begin

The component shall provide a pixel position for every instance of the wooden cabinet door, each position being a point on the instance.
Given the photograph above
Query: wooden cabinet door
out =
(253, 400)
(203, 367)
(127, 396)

end

Please rewrite every line of the items above, requests included, and scale each x and y coordinate in the answers by 2.5, rounding to whole numbers with halves going up.

» OUTPUT OF THE TASK:
The component shall provide a pixel position for every instance of the wooden cabinet door, each position being a point on the instance.
Given the photograph above
Query: wooden cabinet door
out =
(633, 1000)
(508, 918)
(318, 990)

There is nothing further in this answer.